Reproduce every entry below word for word, omitting the pictures.

## START MATERIAL FOR THIS TASK

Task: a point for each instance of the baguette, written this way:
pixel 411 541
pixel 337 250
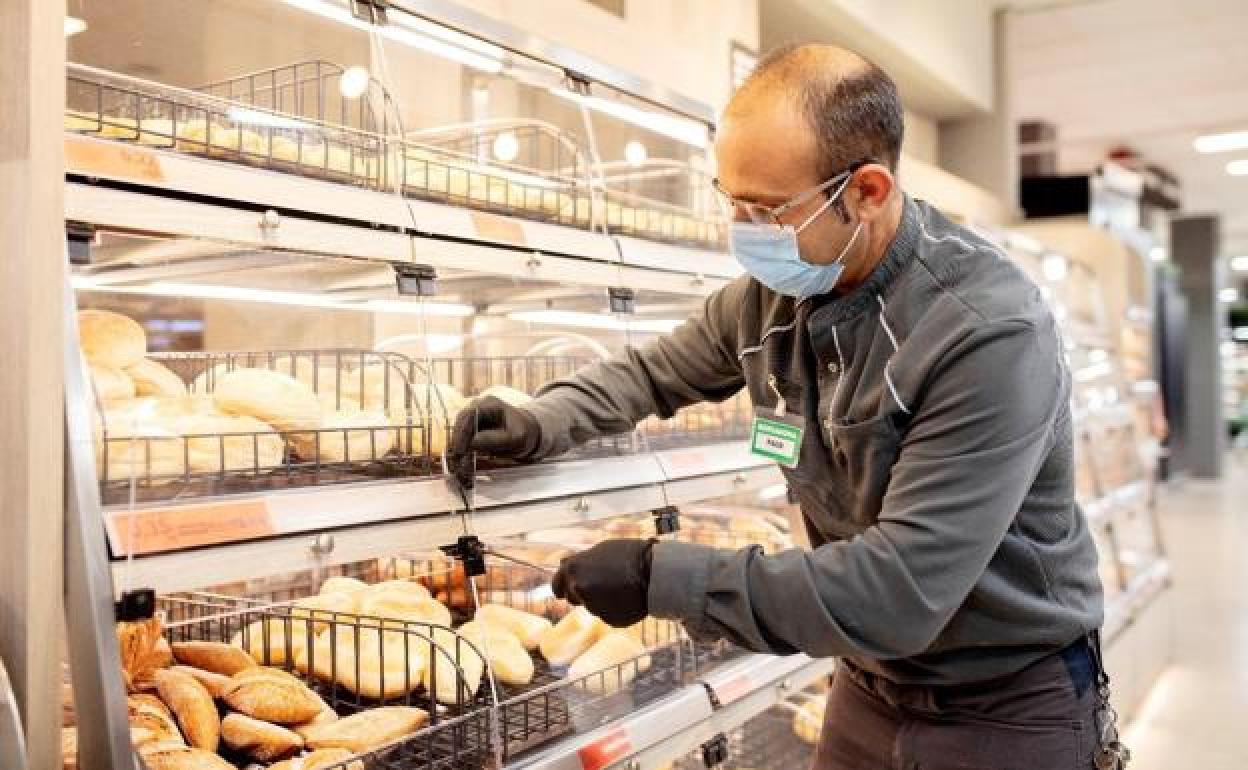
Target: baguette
pixel 192 706
pixel 272 695
pixel 260 740
pixel 527 627
pixel 617 659
pixel 574 634
pixel 507 657
pixel 365 730
pixel 214 683
pixel 216 657
pixel 164 756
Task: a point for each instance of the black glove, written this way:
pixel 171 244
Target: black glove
pixel 610 579
pixel 493 427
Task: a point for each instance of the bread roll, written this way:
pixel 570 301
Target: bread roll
pixel 192 708
pixel 272 695
pixel 162 756
pixel 342 585
pixel 214 446
pixel 346 436
pixel 808 720
pixel 390 665
pixel 570 637
pixel 318 759
pixel 260 740
pixel 216 657
pixel 323 608
pixel 150 713
pixel 605 657
pixel 154 378
pixel 365 730
pixel 278 399
pixel 111 385
pixel 504 653
pixel 214 683
pixel 507 394
pixel 526 627
pixel 456 670
pixel 273 640
pixel 403 605
pixel 111 338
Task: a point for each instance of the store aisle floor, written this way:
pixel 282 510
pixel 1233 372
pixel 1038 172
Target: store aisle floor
pixel 1197 715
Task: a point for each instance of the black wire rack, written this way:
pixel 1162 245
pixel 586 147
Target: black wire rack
pixel 469 733
pixel 293 119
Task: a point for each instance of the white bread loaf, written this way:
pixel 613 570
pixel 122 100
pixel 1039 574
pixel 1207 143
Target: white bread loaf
pixel 154 378
pixel 111 338
pixel 604 659
pixel 526 627
pixel 511 663
pixel 574 634
pixel 281 401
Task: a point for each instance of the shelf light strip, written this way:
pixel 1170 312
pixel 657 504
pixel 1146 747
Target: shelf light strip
pixel 238 293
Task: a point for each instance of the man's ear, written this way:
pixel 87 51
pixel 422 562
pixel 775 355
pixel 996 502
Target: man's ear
pixel 871 190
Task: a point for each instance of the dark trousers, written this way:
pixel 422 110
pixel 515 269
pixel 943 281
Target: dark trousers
pixel 1041 718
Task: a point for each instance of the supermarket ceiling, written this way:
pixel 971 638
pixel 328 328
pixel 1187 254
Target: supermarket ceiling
pixel 1148 74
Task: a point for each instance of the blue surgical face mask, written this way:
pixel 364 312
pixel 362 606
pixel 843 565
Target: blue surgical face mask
pixel 770 253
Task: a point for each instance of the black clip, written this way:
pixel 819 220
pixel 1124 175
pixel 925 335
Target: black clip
pixel 622 300
pixel 372 11
pixel 715 750
pixel 80 237
pixel 135 605
pixel 667 519
pixel 471 550
pixel 416 280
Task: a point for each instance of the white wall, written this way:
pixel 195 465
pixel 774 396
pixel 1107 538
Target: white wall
pixel 682 45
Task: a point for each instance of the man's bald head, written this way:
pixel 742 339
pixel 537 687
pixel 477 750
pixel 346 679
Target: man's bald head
pixel 850 105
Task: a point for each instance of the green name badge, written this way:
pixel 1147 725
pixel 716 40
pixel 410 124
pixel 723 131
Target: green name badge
pixel 776 441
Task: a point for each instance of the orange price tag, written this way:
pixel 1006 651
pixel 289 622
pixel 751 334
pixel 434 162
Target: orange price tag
pixel 160 529
pixel 95 157
pixel 498 229
pixel 605 750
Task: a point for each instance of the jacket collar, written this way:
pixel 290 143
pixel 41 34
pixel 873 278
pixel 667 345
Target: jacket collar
pixel 900 255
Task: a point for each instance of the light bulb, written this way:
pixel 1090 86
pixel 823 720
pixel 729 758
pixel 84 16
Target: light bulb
pixel 507 146
pixel 635 154
pixel 353 82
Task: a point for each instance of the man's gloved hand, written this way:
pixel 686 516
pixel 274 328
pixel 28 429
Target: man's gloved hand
pixel 493 427
pixel 610 579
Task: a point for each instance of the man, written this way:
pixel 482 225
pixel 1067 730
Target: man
pixel 951 569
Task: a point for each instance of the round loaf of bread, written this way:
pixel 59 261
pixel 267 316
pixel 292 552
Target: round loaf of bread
pixel 111 338
pixel 154 378
pixel 276 398
pixel 110 382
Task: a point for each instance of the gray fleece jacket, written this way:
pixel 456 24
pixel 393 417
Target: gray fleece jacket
pixel 935 476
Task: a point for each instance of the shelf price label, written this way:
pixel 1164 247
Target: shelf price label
pixel 605 750
pixel 164 529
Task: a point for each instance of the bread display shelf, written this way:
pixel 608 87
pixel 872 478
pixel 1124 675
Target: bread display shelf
pixel 241 130
pixel 472 730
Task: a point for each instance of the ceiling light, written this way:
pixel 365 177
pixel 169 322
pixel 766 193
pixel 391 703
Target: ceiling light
pixel 417 34
pixel 506 146
pixel 353 82
pixel 1221 142
pixel 682 129
pixel 1053 267
pixel 635 154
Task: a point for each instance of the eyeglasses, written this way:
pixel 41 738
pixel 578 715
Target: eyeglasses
pixel 759 214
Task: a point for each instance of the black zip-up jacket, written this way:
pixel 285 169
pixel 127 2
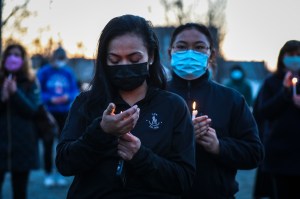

## END MATERIAL FOR THIS TASK

- _RESULT FOR THIS EXERCISE_
Task: a point for each instance of the baguette, written this way:
pixel 411 541
pixel 337 250
Target: baguette
pixel 192 706
pixel 272 695
pixel 260 740
pixel 527 627
pixel 617 659
pixel 574 634
pixel 507 657
pixel 365 730
pixel 214 683
pixel 216 657
pixel 164 756
Task: a point for each instance of the black glove, written this way:
pixel 171 244
Target: black glove
pixel 610 579
pixel 493 427
Task: a point for each instance of the bread roll, written this way:
pixel 570 301
Target: bread roll
pixel 192 708
pixel 272 695
pixel 162 756
pixel 342 585
pixel 214 446
pixel 346 436
pixel 808 720
pixel 390 665
pixel 570 637
pixel 318 759
pixel 260 740
pixel 216 657
pixel 323 608
pixel 150 713
pixel 605 657
pixel 154 378
pixel 365 730
pixel 278 399
pixel 111 385
pixel 504 653
pixel 214 683
pixel 507 394
pixel 526 627
pixel 456 670
pixel 273 640
pixel 403 605
pixel 111 338
Task: a point for each instance of the store aisle floor, written this way:
pixel 282 510
pixel 1233 372
pixel 1038 172
Target: store aisle floor
pixel 1197 715
Task: a point for each instance of the black wire rack, written this way:
pixel 1162 245
pixel 586 147
Target: black wire rack
pixel 469 733
pixel 293 119
Task: a point for each instance of the white bread loaf, written this way:
pixel 613 570
pixel 122 100
pixel 1039 574
pixel 1207 143
Target: white bread loaf
pixel 154 378
pixel 111 338
pixel 604 659
pixel 526 627
pixel 511 663
pixel 574 634
pixel 281 401
Task: a point for each instance of the shelf light strip, written this way:
pixel 1170 312
pixel 657 504
pixel 1146 747
Target: shelf light strip
pixel 238 293
Task: a point for each instance of the man's ear, written this way:
pixel 87 51
pixel 422 562
pixel 775 355
pixel 996 502
Target: man's ear
pixel 871 190
Task: a point for each instance of the dark trousers, written this way:
pixel 422 110
pixel 515 269
pixel 943 281
Target: dark trousers
pixel 1041 718
Task: a point for each instance of the supermarket ceiling, written this way:
pixel 971 638
pixel 328 328
pixel 1187 254
Target: supermarket ceiling
pixel 1148 74
Task: a point for each instance of the blue surgical face mask, written this way:
pixel 364 312
pixel 362 606
pixel 843 565
Target: blue surgical face mask
pixel 770 253
Task: a point for each instance of the black clip, written this way:
pixel 819 220
pixel 1124 175
pixel 925 335
Target: black clip
pixel 622 300
pixel 372 11
pixel 715 750
pixel 80 237
pixel 135 605
pixel 667 519
pixel 471 550
pixel 416 280
Task: a point for each instance of the white wall, written this way:
pixel 195 465
pixel 774 396
pixel 1107 538
Target: white wall
pixel 682 45
Task: a point for each instance of the man's bald head, written this way:
pixel 742 339
pixel 537 687
pixel 477 750
pixel 346 679
Target: man's bald head
pixel 850 105
Task: a point for each instance of the green name badge, written this way:
pixel 1147 725
pixel 716 40
pixel 410 124
pixel 723 131
Target: green name badge
pixel 776 441
Task: a point for each instance of the orange price tag, written this way:
pixel 1006 651
pixel 289 622
pixel 751 334
pixel 434 162
Target: orange price tag
pixel 160 529
pixel 95 157
pixel 498 229
pixel 605 750
Task: a point for each instance of the jacket collar, written this way:
pixel 290 143
pixel 41 34
pixel 873 278
pixel 667 345
Target: jacket collar
pixel 900 255
Task: a point for each instance of the light bulb, written this way:
pixel 1090 86
pixel 823 720
pixel 729 758
pixel 84 16
Target: light bulb
pixel 507 146
pixel 635 154
pixel 353 82
Task: a point for each instance of the man's gloved hand, written this way:
pixel 686 516
pixel 274 328
pixel 28 429
Target: man's gloved hand
pixel 493 427
pixel 610 579
Task: a point for each instance of the man, written this way:
pixel 482 225
pixel 1067 730
Target: man
pixel 951 569
Task: a point for each instance of the round loaf of bread, written this way:
pixel 59 261
pixel 267 316
pixel 292 552
Target: round loaf of bread
pixel 111 338
pixel 154 378
pixel 276 398
pixel 110 382
Task: a point for each instance of the gray fleece jacket, written this way:
pixel 456 24
pixel 393 417
Target: gray fleece jacket
pixel 935 476
Task: a point for each instance of the shelf price label, written this way:
pixel 1164 247
Target: shelf price label
pixel 605 750
pixel 164 529
Task: a point for each instance of the bread display shelf, written this way:
pixel 608 87
pixel 872 478
pixel 1124 675
Target: bread display shelf
pixel 241 130
pixel 472 730
Task: a point for each instance of the ceiling light, written this way:
pixel 365 177
pixel 169 322
pixel 766 193
pixel 391 703
Target: ceiling light
pixel 417 34
pixel 506 146
pixel 353 82
pixel 1221 142
pixel 682 129
pixel 1053 267
pixel 635 154
Task: a point for each instance of the eyeglasses, written this way:
pixel 41 738
pixel 578 715
Target: eyeglasses
pixel 759 214
Task: a point for each instance of the black zip-up jacket, written this way:
pixel 285 169
pixel 127 2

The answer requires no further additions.